** START OF Extract **
So many "little" things all add up and are a form of domestic violence.

Are you embarrassed to share with others what is happening to you or your loved ones?

Now you can safely report exactly what is happening in your life and the abuse and suffering you are subjected to, or tell us about the simplest of problems that all add up and make your life very difficult.

 

Emotional Abuse


When most people think of domestic violence, emotional abuse doesn't often come to mind. They visualize bruises and broken bones, not the emotional scars that are often hidden by the victim.  

Mental and verbal abuse slowly tears down a person's self esteem after years of being worn down by constant criticism.

The following article can help you to understand the effects of emotional abuse and how it is inflicted.

1. "Sticks and stones won’t break my bones” – and words won’t leave any measurable physical damage, but they will cause progressive, long-term harm. Never underestimate the power of words: words are used to brainwash.
** END OF Extract **
** START OF Data supplied **
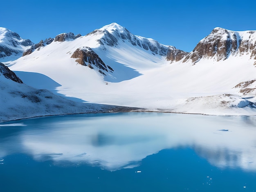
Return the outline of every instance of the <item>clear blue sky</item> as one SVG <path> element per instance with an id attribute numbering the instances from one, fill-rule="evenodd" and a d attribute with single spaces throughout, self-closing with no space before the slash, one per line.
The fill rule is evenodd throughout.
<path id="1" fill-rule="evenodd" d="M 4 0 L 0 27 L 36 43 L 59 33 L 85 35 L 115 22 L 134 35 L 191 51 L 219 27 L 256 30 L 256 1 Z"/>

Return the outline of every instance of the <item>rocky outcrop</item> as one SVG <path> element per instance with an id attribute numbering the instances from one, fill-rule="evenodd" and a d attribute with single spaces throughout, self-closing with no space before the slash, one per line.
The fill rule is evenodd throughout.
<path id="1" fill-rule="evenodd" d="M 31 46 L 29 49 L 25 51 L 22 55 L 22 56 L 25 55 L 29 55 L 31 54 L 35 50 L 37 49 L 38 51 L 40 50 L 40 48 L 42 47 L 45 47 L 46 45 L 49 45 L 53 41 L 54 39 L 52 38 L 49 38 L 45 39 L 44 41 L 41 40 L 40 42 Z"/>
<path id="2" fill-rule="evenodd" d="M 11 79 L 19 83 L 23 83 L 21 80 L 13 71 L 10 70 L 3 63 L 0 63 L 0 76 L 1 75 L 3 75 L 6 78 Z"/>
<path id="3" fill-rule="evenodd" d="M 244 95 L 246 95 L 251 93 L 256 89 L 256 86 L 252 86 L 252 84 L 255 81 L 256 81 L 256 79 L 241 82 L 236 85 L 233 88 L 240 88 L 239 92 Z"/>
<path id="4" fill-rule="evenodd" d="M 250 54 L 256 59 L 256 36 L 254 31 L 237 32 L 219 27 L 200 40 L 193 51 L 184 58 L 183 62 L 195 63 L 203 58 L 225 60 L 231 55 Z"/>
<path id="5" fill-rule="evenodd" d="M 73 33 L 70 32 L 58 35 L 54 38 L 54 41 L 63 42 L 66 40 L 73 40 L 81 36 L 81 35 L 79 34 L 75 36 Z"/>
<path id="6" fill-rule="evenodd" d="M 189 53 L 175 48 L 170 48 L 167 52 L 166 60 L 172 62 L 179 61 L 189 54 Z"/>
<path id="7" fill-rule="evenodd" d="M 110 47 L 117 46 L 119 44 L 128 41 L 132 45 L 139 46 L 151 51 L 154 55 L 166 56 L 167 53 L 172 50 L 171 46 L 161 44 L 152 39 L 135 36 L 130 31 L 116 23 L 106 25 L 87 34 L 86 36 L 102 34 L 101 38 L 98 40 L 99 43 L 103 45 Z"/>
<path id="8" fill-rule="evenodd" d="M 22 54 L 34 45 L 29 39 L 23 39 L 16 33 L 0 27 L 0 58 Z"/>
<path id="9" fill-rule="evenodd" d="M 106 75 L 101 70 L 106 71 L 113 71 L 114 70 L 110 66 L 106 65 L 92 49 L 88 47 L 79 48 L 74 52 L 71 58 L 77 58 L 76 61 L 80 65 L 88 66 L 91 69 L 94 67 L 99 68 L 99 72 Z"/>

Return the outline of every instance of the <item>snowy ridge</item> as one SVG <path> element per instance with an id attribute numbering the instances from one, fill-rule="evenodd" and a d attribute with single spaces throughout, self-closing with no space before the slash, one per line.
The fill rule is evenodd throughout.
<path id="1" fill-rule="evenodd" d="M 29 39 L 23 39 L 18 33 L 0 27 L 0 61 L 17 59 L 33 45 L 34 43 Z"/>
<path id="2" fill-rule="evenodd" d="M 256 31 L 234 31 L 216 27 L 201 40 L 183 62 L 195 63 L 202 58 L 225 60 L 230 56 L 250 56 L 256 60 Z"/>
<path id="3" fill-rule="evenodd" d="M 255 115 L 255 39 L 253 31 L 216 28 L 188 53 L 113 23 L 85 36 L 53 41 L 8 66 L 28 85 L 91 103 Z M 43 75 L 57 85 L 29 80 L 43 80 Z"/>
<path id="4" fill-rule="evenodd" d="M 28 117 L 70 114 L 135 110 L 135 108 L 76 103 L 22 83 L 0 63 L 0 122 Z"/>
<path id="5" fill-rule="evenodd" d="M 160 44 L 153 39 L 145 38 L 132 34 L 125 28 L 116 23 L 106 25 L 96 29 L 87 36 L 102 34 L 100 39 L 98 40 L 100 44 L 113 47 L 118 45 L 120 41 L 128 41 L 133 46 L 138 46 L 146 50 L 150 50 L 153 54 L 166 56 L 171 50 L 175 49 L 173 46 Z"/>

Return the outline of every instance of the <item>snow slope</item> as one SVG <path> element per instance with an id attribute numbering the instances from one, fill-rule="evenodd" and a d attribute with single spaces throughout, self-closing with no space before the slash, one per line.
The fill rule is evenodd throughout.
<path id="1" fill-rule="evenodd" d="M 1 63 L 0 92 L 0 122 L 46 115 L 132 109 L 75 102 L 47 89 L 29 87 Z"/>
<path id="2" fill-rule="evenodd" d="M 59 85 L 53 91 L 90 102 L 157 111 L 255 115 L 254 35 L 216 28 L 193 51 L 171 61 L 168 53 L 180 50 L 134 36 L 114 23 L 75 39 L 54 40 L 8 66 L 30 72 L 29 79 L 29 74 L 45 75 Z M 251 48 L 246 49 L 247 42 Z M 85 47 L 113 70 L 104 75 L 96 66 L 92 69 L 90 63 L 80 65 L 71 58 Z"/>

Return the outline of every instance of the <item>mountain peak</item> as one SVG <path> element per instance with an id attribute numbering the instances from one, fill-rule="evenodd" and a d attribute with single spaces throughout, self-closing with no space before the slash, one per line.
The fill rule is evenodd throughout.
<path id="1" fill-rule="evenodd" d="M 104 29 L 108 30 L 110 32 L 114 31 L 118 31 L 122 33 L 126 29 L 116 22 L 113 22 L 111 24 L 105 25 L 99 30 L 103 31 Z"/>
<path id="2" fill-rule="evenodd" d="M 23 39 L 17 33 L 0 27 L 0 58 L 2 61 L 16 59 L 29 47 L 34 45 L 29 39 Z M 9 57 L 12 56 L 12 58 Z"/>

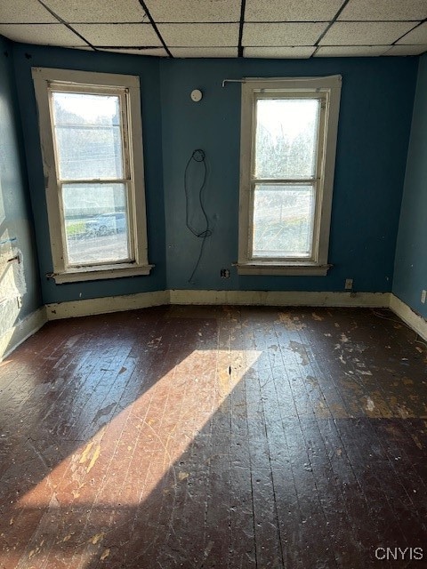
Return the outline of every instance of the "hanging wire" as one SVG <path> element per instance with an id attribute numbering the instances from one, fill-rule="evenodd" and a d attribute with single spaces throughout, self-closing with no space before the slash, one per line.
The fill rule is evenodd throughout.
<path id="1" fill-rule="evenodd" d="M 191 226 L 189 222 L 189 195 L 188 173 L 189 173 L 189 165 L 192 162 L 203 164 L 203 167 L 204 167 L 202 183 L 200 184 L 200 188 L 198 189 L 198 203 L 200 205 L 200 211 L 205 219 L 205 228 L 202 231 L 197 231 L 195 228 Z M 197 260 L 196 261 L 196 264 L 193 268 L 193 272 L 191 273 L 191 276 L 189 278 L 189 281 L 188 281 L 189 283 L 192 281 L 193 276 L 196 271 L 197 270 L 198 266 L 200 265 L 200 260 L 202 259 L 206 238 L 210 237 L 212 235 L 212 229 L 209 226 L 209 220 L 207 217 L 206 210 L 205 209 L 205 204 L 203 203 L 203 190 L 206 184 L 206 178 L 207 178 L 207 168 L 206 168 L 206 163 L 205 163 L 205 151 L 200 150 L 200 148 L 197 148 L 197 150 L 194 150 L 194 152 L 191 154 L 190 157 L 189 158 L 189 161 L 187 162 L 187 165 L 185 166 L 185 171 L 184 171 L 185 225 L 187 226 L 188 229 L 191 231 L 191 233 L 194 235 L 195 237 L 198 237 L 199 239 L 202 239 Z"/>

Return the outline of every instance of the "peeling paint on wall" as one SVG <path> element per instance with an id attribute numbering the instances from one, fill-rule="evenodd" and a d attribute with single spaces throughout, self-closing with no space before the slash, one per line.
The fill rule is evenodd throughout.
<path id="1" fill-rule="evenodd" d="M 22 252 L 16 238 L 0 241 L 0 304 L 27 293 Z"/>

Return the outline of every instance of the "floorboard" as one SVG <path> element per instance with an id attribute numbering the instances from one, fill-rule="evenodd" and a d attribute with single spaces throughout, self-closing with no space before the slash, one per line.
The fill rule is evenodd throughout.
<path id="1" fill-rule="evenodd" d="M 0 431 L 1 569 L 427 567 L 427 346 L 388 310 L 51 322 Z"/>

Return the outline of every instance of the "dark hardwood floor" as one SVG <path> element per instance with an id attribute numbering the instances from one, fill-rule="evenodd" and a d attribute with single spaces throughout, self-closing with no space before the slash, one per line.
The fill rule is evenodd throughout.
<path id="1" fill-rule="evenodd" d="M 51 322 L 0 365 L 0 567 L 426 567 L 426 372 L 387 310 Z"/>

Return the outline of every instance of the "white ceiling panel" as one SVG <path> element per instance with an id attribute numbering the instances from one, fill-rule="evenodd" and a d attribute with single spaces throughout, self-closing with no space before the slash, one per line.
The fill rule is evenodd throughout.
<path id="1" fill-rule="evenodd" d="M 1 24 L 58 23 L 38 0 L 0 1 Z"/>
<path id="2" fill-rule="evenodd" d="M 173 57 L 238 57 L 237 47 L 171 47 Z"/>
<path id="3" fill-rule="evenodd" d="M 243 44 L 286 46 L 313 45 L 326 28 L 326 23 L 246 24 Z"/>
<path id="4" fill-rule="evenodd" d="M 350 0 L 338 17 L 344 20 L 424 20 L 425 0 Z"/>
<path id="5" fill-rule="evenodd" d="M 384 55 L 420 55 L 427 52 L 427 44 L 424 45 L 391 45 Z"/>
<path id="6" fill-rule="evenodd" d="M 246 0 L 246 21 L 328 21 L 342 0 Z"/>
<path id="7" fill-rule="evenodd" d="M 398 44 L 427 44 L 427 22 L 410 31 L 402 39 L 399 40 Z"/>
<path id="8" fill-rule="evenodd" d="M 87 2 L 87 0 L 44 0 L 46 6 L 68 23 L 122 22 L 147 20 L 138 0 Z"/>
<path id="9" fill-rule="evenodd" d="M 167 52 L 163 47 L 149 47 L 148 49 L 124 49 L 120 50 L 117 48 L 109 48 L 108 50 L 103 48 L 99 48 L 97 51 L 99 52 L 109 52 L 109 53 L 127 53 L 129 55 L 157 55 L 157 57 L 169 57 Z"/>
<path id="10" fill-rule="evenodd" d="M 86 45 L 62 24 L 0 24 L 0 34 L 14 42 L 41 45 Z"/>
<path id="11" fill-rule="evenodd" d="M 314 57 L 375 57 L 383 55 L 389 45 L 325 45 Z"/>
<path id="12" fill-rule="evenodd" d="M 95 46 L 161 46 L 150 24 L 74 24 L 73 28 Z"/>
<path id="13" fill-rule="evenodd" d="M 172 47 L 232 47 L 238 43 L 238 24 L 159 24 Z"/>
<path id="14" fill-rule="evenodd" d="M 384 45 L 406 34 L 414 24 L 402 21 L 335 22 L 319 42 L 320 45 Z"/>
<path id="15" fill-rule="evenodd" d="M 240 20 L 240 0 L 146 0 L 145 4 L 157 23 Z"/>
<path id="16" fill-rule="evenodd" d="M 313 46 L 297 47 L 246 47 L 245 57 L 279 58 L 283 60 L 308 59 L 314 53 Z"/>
** END OF Data supplied **
Exercise = Can you pick up the piece on emotional abuse right after its first numbered point and carry it on? The material has no connection to the emotional abuse text.

Response for this exercise =
Being told you are “stupid”, “ugly”, “lazy” or “worthless” is never acceptable. The first times you hear it, it will hurt, naturally. In time you “may get used to” hearing it from a partner. That’s when you start to internalize and believe it. When that happens you are doing the other person’s work of putting you down for them. This is why your feelings of self-worth suffer increasingly over time.

The good news is that just as words have been used to bring you down, you can learn to harness the power of words to build you up and restore your confidence and belief in yourself.

2. You are always told that it’s your fault. Somehow, whatever happens, however it starts, the ultimate blame is always yours. Notice that we are talking ultimate blame here. The blaming partner will always tell you that their behavior was caused by what you said or did. In fact, their argument runs along the lines that you can’t possibly blame them for anything, because if you hadn’t said what you said, or done what you did it would never have happened.

3. You’re more inclined to believe your partner than you are to believe yourself. Have you ever reeled with a sense of hurt and injustice, or seethed with anger at the way you’ve been treated? Have you found yourself asking: “Is it reasonable to feel like this?” “Am I misinterpreting things?” “Have I got it wrong?”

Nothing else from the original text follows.